--- start Task data ---
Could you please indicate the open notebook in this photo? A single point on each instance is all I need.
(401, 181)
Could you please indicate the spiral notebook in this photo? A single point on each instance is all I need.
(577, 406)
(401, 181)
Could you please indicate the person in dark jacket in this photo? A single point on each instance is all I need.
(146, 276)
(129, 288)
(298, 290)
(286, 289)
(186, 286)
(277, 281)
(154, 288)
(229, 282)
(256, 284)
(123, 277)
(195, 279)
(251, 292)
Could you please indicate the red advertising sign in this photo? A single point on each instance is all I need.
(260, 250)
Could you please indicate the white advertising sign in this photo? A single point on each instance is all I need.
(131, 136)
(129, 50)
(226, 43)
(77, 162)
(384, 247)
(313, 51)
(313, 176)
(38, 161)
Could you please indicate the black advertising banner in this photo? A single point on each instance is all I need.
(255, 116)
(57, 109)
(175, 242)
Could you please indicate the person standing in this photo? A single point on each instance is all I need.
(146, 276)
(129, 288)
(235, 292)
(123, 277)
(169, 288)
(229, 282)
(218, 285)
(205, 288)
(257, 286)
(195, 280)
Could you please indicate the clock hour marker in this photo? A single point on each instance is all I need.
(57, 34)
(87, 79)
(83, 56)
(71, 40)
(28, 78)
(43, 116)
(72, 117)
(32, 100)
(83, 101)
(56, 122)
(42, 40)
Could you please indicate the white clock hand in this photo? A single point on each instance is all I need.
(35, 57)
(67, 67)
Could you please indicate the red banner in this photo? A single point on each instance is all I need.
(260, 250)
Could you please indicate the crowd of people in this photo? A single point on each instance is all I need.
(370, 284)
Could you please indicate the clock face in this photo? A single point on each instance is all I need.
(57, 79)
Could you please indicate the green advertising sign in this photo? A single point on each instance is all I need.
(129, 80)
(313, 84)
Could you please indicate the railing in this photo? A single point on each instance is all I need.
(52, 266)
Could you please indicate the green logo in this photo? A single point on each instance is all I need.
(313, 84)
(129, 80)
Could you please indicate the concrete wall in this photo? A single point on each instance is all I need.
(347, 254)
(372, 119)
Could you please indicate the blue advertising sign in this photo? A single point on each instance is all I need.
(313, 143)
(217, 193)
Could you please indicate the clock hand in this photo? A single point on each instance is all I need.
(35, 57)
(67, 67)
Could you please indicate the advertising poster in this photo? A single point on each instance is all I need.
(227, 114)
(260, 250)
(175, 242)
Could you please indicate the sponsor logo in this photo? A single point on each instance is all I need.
--- end Task data ---
**Stated goal:**
Reproduce each record exactly as it appears.

**Exercise response:**
Could you please indicate the open notebook in this photo? A single point on each instance is all I need.
(401, 181)
Could you please indicate the spiral notebook in this photo? A single point on each instance is all I need.
(577, 406)
(401, 181)
Could you please indicate the person in dark jacket in this photo? A single point on each instance is all I need.
(146, 276)
(129, 288)
(298, 290)
(286, 289)
(186, 286)
(277, 281)
(154, 288)
(229, 282)
(256, 284)
(123, 277)
(195, 279)
(251, 292)
Could you please indicate the red advertising sign in this photo? A single point on each instance is all I need.
(260, 250)
Could you please indicate the white advertising sign in this photo? A single point on each instance is all I need.
(131, 136)
(129, 50)
(226, 43)
(77, 162)
(384, 247)
(313, 51)
(313, 176)
(38, 161)
Could you please indicate the black advertising banner in this photo? A single point on each instance is all I need.
(255, 116)
(57, 109)
(175, 242)
Could you please indicate the person standing in this photo? A single point on each instance is all I need.
(146, 276)
(129, 288)
(235, 292)
(123, 277)
(169, 288)
(229, 282)
(218, 285)
(205, 288)
(257, 286)
(195, 280)
Could you please indicate the clock hour marker in this photo? A single point on each instance is all I need.
(57, 34)
(87, 79)
(83, 56)
(71, 40)
(28, 78)
(43, 116)
(72, 117)
(32, 100)
(83, 101)
(56, 122)
(42, 40)
Could you please indicate the white clock hand in this photo? A single point on each instance is all I need.
(35, 57)
(67, 67)
Could you please indicate the red banner in this photo? A single point on each instance is all I need.
(260, 250)
Could you please indicate the crowd of people in this photo? A single point on each instance is all I need.
(370, 284)
Could you please indicate the clock face in this photo? A single point on each instance is all I need.
(57, 79)
Could you please indicate the green advertising sign in this photo? A single point on each instance is all I need.
(129, 80)
(313, 84)
Could you please indicate the railing in this photo? A single point on each instance is all I need.
(52, 266)
Could you please indicate the green logo in this photo? A single point on each instance is all I need.
(313, 84)
(129, 80)
Could you please indicate the concrete wall in this photo? A single point on each instance is all I need.
(347, 254)
(372, 119)
Could you please indicate the blue advertising sign in this photo? A single point on each instance is all I need.
(313, 143)
(217, 193)
Could you please indicate the clock hand in this photo? A single point on each instance is all I need.
(35, 57)
(67, 67)
Could you please indicate the advertising poster in this photo? A single point on each instance is all I need.
(227, 114)
(260, 250)
(175, 242)
Could you please indicate the sponsor logo in this photo? A single point on each instance is all I need.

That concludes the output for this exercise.